§ Task instructions
Can you quote the lines below verbatim, keeping every character, space, and line break unchanged?

[BEGIN Records to use]

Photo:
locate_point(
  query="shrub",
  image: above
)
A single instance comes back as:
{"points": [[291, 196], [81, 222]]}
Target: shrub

[END Records to use]

§ The response
Photo:
locate_point(
  query="shrub",
  image: above
)
A single instance comes back as:
{"points": [[291, 196], [81, 222]]}
Target: shrub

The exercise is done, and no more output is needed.